■ EXTRACTED INFORMATION

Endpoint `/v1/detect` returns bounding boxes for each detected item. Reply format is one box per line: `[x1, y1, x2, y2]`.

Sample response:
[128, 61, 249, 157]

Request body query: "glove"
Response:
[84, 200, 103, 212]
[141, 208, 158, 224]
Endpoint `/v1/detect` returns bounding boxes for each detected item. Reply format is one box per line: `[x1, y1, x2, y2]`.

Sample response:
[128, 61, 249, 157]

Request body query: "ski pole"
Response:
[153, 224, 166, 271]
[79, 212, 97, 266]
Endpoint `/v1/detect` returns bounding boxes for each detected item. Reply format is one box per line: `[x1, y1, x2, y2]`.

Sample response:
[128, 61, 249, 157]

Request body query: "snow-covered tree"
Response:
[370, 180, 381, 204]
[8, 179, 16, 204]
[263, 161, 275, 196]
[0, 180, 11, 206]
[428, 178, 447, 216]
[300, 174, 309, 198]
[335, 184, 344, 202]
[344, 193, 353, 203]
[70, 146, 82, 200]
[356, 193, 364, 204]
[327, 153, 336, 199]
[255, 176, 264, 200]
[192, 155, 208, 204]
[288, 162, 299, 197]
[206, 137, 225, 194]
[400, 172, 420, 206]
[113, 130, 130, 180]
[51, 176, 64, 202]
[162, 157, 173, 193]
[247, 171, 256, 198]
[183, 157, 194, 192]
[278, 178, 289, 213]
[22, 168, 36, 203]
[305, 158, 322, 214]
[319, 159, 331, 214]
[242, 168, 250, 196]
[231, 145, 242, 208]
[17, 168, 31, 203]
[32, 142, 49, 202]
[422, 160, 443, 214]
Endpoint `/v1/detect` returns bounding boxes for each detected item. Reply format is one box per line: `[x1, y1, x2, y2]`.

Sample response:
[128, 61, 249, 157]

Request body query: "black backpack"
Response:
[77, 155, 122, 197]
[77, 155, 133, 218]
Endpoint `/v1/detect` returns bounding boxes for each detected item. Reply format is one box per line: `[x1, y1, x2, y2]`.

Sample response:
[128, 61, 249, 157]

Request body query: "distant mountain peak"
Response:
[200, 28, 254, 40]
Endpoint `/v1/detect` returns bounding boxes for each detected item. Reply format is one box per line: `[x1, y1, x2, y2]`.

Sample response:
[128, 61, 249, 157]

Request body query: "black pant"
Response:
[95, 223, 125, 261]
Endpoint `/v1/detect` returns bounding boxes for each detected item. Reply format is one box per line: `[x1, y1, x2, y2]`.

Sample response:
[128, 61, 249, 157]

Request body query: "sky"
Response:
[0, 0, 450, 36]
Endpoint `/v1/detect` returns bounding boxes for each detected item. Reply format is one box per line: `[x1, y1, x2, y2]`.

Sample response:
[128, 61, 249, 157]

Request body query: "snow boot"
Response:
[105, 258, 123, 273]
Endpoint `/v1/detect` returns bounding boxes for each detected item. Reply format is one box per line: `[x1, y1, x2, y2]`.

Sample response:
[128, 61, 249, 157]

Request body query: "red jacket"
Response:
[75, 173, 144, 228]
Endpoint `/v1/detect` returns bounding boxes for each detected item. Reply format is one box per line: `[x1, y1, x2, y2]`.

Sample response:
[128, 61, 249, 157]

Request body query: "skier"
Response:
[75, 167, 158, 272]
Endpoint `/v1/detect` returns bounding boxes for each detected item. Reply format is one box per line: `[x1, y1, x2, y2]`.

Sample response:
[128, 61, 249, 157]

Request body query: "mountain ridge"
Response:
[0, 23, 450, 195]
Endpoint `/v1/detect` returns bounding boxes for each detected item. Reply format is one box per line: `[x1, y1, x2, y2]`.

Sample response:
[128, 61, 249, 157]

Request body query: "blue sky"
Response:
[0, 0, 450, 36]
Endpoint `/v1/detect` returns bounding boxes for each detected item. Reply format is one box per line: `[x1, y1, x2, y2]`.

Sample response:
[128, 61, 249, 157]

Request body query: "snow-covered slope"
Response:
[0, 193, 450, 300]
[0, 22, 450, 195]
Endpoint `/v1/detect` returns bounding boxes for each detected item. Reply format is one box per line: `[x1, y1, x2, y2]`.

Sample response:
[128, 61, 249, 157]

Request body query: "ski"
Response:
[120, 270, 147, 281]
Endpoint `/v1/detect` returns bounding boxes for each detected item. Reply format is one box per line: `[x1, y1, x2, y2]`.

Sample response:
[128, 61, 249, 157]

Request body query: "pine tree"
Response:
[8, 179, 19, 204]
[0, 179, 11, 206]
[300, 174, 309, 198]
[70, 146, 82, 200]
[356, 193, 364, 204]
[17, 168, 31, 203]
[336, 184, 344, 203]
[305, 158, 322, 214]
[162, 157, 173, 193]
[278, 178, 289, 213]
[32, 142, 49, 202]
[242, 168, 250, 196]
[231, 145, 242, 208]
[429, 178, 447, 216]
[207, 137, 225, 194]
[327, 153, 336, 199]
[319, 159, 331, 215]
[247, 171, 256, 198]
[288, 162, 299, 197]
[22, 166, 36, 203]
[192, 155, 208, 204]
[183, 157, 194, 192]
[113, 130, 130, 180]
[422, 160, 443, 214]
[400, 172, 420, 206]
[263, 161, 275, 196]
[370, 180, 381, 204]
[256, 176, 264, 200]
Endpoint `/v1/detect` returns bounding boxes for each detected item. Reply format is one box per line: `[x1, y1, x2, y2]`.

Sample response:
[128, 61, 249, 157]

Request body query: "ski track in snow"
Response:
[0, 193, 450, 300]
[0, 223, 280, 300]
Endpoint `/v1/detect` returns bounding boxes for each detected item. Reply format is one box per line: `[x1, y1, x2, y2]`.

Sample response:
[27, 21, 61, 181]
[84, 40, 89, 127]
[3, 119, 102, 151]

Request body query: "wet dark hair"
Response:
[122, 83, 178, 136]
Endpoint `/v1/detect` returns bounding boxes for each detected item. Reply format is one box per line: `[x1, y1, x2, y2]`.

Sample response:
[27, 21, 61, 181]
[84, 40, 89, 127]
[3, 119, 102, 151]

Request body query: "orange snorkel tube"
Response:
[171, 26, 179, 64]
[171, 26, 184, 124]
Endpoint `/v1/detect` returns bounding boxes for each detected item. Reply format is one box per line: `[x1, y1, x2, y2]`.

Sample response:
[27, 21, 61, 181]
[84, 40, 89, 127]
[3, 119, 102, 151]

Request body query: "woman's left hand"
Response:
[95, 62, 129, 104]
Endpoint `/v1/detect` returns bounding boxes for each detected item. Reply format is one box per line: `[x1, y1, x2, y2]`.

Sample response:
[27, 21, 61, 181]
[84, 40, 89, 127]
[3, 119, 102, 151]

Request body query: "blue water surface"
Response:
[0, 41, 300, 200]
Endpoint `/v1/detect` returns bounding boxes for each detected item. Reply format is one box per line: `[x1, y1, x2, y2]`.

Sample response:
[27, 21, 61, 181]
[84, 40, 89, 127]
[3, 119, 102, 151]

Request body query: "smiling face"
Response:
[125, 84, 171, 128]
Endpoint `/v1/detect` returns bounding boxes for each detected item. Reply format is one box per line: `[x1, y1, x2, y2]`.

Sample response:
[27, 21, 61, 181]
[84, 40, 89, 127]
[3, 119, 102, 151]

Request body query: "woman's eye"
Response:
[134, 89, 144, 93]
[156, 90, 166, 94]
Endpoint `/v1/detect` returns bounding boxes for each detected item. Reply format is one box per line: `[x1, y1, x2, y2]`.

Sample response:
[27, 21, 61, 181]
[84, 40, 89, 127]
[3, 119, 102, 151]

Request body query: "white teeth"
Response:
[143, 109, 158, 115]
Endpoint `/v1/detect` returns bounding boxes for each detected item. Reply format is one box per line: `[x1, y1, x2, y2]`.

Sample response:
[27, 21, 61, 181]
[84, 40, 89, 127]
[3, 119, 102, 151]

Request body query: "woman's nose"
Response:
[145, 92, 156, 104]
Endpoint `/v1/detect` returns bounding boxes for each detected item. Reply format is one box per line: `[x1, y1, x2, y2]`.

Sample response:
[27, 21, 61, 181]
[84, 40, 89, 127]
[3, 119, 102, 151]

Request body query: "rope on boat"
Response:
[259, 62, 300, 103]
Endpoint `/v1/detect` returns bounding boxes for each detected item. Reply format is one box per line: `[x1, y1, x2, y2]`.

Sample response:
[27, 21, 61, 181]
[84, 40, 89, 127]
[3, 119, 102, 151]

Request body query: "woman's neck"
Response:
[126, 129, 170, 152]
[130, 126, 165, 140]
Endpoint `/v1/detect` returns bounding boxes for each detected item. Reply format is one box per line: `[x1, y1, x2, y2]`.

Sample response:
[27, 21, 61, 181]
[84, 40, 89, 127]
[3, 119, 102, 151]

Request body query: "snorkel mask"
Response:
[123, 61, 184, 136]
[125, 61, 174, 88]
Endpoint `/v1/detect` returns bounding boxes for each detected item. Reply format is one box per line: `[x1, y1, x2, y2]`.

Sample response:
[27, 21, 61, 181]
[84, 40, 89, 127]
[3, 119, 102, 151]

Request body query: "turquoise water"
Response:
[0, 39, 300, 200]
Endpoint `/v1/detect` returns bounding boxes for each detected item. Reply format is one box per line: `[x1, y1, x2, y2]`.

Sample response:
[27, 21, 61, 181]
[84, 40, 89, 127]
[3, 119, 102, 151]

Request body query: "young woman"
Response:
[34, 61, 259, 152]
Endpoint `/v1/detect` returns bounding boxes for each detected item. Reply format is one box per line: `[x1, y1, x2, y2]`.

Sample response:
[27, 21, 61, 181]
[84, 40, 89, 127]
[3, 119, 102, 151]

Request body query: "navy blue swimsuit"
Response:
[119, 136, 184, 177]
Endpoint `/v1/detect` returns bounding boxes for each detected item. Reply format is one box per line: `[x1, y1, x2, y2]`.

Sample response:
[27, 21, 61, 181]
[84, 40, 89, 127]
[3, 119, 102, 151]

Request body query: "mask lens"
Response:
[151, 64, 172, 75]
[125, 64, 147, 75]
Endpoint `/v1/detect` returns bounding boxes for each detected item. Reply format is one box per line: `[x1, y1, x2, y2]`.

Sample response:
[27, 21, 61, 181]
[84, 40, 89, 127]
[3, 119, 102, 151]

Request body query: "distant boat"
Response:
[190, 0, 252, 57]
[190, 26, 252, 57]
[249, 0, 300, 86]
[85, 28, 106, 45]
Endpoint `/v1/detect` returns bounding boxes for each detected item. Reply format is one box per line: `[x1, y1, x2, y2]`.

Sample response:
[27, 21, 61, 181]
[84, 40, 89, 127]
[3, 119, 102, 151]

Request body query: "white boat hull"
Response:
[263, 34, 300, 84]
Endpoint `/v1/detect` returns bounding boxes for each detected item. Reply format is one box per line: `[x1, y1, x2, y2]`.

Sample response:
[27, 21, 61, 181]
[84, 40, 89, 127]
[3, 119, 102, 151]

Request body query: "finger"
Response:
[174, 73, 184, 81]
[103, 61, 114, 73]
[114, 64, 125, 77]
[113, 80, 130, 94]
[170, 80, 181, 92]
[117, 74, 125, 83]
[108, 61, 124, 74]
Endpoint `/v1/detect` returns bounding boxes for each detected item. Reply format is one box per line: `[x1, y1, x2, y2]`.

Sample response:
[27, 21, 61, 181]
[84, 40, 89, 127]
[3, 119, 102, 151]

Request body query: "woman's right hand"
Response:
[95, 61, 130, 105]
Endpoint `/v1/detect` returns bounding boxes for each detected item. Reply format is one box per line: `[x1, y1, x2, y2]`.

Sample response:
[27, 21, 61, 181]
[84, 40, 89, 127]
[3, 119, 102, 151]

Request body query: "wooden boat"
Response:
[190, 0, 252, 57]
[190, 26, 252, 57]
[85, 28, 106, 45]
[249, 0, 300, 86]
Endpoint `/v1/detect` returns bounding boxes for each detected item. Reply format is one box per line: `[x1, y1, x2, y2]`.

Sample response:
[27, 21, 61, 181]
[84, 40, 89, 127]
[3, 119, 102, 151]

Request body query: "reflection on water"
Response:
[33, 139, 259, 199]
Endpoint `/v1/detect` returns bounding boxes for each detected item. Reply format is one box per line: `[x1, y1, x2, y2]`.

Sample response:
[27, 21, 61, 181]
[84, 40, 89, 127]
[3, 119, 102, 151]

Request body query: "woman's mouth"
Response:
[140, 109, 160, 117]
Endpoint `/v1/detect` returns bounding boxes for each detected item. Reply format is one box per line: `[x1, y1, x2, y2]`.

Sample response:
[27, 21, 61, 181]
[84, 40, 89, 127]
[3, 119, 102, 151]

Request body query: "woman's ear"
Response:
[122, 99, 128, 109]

■ EXERCISE DETAILS
Pick out each line in the items above that contains the string "blue". Case matters.

■ EXERCISE ANSWER
Request body query: "blue sky"
Request body query: "blue water surface"
Request body query: "navy blue swimsuit"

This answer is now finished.